练习内容: 数一数下面的记录里有几行含有“rock”这个词，只写出行数。

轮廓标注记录
- - -

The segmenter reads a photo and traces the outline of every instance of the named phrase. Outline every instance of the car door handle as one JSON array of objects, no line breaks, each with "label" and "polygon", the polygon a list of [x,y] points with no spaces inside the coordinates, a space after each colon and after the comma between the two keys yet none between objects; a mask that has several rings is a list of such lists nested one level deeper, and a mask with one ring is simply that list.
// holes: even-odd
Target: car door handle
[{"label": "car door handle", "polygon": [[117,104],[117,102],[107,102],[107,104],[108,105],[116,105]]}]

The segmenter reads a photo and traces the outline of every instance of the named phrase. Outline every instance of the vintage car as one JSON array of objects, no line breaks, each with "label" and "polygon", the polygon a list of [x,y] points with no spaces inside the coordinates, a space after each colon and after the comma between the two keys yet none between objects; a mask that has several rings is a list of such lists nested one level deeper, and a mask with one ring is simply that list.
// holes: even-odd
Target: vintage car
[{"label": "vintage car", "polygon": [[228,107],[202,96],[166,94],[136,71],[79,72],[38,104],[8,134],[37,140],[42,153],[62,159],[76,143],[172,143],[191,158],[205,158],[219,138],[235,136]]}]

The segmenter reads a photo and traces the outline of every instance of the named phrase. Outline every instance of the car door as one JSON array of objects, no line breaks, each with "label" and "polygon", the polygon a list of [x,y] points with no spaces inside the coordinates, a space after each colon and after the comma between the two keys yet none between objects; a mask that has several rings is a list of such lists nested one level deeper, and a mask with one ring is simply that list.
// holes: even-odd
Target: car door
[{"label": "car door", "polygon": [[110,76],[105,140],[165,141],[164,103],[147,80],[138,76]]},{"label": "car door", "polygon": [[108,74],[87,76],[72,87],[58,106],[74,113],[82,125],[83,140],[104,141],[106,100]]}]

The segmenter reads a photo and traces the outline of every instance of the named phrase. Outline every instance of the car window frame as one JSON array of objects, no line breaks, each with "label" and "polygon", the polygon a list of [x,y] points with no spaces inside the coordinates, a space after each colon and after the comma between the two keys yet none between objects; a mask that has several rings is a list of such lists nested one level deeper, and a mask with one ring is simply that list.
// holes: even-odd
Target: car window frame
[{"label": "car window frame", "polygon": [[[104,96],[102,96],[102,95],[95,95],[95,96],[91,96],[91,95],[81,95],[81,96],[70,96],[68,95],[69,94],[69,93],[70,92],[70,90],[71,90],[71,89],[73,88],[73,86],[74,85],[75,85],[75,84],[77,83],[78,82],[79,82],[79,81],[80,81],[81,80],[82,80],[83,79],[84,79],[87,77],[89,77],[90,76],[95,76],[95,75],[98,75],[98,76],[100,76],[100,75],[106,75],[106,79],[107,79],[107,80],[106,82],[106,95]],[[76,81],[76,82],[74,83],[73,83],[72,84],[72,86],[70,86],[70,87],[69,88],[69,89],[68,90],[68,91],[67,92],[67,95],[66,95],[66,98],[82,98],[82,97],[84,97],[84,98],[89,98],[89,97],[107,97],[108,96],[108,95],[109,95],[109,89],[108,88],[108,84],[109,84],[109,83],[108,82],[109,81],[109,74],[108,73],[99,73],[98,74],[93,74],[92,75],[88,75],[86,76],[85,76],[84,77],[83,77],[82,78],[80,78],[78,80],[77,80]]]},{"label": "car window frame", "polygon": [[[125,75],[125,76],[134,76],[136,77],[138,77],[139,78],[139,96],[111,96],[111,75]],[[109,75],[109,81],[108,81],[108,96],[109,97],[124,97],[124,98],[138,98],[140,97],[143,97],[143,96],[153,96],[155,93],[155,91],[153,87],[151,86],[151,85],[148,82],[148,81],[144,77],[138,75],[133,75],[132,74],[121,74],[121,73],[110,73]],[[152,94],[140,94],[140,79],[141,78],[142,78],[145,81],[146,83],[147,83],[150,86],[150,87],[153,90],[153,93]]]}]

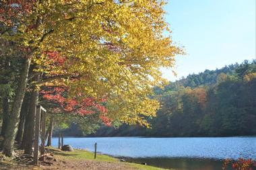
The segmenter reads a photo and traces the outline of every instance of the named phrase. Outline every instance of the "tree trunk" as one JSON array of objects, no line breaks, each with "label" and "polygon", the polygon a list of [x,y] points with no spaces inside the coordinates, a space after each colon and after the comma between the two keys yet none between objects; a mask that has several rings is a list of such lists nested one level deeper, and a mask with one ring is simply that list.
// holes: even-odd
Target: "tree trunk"
[{"label": "tree trunk", "polygon": [[22,136],[24,130],[25,118],[28,110],[28,94],[27,93],[25,95],[25,97],[22,103],[22,110],[20,111],[20,116],[19,127],[18,129],[18,132],[15,138],[15,140],[18,142],[19,144],[20,144],[22,141]]},{"label": "tree trunk", "polygon": [[[5,70],[7,71],[7,73],[4,75],[4,80],[3,83],[5,85],[7,85],[9,83],[9,74],[7,73],[9,70],[9,61],[8,60],[8,58],[6,57],[5,60],[4,60],[4,65],[5,65]],[[2,98],[2,109],[3,109],[3,117],[2,117],[2,129],[1,131],[1,136],[5,136],[5,130],[7,125],[8,124],[8,120],[9,120],[9,91],[7,91],[6,89],[3,93],[3,98]]]},{"label": "tree trunk", "polygon": [[13,156],[14,139],[18,130],[20,120],[20,113],[22,108],[23,98],[25,95],[28,75],[30,65],[31,58],[25,59],[22,64],[22,70],[20,77],[20,83],[16,89],[14,101],[10,112],[8,124],[6,127],[5,134],[3,142],[3,153],[6,156]]},{"label": "tree trunk", "polygon": [[49,134],[48,135],[48,140],[46,146],[49,146],[52,145],[52,137],[53,137],[53,130],[54,126],[54,117],[53,115],[51,116],[50,124],[49,124]]},{"label": "tree trunk", "polygon": [[[39,81],[39,75],[36,75],[33,77],[32,81]],[[38,101],[38,91],[36,89],[34,89],[34,91],[31,93],[30,108],[26,119],[27,124],[27,132],[25,138],[24,153],[28,155],[32,154],[32,147],[34,138],[35,116]]]},{"label": "tree trunk", "polygon": [[5,136],[6,128],[8,124],[9,120],[9,102],[8,97],[6,93],[3,95],[2,103],[3,103],[3,119],[2,119],[2,129],[1,131],[1,136]]}]

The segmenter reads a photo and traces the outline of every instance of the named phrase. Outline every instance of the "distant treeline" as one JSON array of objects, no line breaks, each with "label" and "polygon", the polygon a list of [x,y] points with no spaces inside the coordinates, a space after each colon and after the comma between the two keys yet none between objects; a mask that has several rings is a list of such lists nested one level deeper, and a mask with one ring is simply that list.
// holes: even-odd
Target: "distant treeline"
[{"label": "distant treeline", "polygon": [[162,107],[156,118],[149,120],[151,129],[102,126],[91,136],[256,135],[256,60],[190,75],[154,91]]}]

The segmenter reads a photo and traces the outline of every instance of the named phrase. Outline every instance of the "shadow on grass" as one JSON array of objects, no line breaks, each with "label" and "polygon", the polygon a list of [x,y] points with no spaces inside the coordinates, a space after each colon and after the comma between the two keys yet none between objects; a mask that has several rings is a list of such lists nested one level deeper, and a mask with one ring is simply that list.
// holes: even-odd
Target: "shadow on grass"
[{"label": "shadow on grass", "polygon": [[64,151],[53,148],[47,148],[50,153],[53,153],[54,155],[61,155],[63,157],[75,157],[79,154],[72,153],[65,153]]}]

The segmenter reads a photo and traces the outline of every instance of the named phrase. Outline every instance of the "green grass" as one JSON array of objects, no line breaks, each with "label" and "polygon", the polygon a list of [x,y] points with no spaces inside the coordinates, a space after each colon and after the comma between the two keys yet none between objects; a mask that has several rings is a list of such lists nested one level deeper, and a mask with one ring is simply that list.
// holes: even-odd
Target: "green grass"
[{"label": "green grass", "polygon": [[[48,147],[55,155],[55,156],[59,156],[64,157],[67,159],[88,159],[88,160],[96,160],[98,161],[107,161],[107,162],[119,162],[119,159],[114,157],[102,155],[97,154],[96,159],[94,159],[94,153],[87,151],[85,150],[74,149],[73,152],[64,152],[59,149],[57,149],[53,147]],[[140,165],[137,163],[125,163],[129,167],[137,168],[139,170],[164,170],[164,169],[151,167],[148,165]]]}]

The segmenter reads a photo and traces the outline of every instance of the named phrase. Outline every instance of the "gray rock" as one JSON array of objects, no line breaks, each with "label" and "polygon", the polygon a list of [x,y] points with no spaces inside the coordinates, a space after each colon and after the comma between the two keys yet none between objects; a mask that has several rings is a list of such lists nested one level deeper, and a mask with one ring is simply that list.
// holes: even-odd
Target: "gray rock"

- - -

练习解答: 2